■ WHAT YOU WILL DO: How many lines of the material below contain the string "film"? Reply with the number alone.

Point placement records:

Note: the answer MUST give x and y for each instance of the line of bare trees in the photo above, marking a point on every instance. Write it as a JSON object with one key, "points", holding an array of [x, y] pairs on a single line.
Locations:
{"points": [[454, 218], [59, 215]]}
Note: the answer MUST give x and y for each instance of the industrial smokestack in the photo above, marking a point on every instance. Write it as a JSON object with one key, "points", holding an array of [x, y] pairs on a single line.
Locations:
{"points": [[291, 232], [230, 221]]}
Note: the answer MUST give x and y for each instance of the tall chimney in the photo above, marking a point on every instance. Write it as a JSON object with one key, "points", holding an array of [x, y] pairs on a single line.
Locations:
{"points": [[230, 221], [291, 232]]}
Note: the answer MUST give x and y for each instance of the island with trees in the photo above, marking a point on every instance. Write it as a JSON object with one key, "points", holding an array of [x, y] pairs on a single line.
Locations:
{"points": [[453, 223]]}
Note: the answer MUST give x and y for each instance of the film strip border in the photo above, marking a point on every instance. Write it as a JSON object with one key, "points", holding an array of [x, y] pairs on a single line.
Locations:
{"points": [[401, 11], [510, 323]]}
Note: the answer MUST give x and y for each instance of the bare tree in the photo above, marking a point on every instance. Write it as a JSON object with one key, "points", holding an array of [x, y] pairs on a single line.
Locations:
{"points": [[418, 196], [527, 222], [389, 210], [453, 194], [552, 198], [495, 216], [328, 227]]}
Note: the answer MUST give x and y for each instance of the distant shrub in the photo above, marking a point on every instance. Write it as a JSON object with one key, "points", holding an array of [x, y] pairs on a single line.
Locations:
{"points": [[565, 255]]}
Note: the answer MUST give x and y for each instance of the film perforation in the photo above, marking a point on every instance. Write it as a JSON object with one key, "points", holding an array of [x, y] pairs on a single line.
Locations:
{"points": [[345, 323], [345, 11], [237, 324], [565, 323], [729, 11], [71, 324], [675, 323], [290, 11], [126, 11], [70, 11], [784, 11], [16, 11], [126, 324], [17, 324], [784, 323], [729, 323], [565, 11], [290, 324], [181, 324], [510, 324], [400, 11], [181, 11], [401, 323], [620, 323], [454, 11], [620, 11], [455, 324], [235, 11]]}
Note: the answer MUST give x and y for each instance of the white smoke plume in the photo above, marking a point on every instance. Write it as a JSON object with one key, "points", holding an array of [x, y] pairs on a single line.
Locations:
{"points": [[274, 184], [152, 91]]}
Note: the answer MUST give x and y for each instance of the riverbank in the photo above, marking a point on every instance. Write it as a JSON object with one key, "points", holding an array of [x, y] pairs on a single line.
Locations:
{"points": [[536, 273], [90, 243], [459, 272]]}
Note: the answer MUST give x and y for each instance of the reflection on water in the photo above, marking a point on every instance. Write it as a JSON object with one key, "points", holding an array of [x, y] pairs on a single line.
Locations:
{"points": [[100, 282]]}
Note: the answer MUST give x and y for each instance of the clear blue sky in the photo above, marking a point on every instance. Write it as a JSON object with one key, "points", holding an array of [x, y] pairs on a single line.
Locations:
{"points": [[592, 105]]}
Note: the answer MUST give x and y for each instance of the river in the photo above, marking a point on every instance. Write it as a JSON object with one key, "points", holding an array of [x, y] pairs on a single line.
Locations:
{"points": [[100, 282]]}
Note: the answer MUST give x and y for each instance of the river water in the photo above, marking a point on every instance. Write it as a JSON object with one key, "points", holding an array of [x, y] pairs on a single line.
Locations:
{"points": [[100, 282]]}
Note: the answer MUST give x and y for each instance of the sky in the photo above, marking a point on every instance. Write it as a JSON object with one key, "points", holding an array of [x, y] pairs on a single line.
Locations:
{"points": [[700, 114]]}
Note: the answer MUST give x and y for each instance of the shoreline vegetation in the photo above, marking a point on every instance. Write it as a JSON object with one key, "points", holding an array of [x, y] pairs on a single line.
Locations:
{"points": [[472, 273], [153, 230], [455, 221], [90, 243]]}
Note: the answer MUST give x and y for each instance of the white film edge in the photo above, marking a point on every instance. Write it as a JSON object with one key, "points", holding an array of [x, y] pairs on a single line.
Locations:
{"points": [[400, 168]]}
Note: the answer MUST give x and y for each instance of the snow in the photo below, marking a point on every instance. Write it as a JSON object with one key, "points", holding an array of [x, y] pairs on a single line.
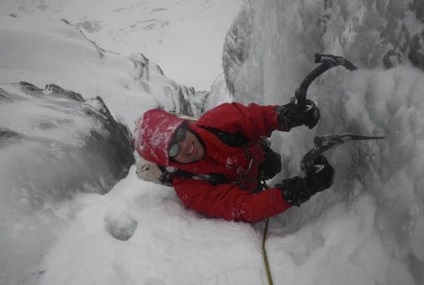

■ REPLY TO THE TASK: 3